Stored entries
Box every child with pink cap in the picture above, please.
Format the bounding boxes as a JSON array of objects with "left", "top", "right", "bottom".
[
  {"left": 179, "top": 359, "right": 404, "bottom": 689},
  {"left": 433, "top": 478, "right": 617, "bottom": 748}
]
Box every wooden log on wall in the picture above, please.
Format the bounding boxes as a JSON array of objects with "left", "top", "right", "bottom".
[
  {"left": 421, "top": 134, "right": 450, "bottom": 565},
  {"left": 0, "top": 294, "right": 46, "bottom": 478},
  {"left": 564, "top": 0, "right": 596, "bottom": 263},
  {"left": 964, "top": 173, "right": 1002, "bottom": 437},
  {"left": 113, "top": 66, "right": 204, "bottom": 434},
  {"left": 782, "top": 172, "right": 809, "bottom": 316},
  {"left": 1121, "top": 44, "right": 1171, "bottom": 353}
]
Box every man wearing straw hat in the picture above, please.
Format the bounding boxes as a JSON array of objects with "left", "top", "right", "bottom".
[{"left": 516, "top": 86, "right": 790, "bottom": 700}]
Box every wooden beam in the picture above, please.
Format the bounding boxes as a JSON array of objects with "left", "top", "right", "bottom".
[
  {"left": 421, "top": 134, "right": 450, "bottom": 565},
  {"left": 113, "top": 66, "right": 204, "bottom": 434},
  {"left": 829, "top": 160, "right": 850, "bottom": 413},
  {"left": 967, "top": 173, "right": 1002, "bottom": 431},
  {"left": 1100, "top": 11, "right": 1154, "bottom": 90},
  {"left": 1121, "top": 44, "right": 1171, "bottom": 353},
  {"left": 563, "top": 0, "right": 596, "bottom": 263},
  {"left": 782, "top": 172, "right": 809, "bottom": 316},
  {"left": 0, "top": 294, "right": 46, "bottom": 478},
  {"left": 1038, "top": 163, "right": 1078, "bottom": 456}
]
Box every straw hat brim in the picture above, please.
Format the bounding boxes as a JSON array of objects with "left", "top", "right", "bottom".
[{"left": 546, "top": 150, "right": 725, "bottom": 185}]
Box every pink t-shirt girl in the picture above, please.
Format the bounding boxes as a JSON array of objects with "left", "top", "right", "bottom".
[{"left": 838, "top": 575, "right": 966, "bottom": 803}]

**SHORT TASK**
Copy the lines above word for word.

**ANSWER TO THIS PROBLEM**
Box every child with pink cap in the picture above, please.
Format the bounding boxes as a JSON array of objects with "left", "top", "right", "bottom".
[
  {"left": 179, "top": 359, "right": 404, "bottom": 689},
  {"left": 433, "top": 478, "right": 617, "bottom": 748}
]
Box every wooden log on wall in the picture above, please.
Format the bounding boxes as a JSON array of objects with "left", "top", "right", "bottom".
[
  {"left": 421, "top": 134, "right": 450, "bottom": 565},
  {"left": 0, "top": 294, "right": 46, "bottom": 478},
  {"left": 564, "top": 0, "right": 596, "bottom": 263},
  {"left": 964, "top": 173, "right": 1002, "bottom": 437},
  {"left": 113, "top": 66, "right": 204, "bottom": 434},
  {"left": 782, "top": 172, "right": 809, "bottom": 316},
  {"left": 1121, "top": 44, "right": 1171, "bottom": 353}
]
Box every man wearing straw hat in the picture above, please.
Format the bounding boxes as a JSON array of objects with "left", "top", "right", "bottom".
[{"left": 516, "top": 86, "right": 790, "bottom": 700}]
Box every wooden beam in the picture above, please.
Format the bounding boxes as a JSON array of objects with "left", "top", "right", "bottom".
[
  {"left": 421, "top": 134, "right": 450, "bottom": 565},
  {"left": 113, "top": 66, "right": 204, "bottom": 434},
  {"left": 829, "top": 160, "right": 850, "bottom": 413},
  {"left": 967, "top": 173, "right": 1002, "bottom": 431},
  {"left": 1100, "top": 11, "right": 1154, "bottom": 90},
  {"left": 1121, "top": 44, "right": 1171, "bottom": 353},
  {"left": 563, "top": 0, "right": 596, "bottom": 263},
  {"left": 782, "top": 172, "right": 809, "bottom": 316},
  {"left": 0, "top": 294, "right": 46, "bottom": 478},
  {"left": 1038, "top": 163, "right": 1078, "bottom": 456}
]
Box every straw hat brim in the picture above, please.
Format the bounding boxes as a JSON array of objects with "left", "top", "right", "bottom".
[{"left": 546, "top": 150, "right": 725, "bottom": 185}]
Box every pink t-shirt girl in the picture above, please.
Format the bounding boxes as a JSON array of objects with "left", "top", "right", "bottom".
[{"left": 838, "top": 575, "right": 966, "bottom": 803}]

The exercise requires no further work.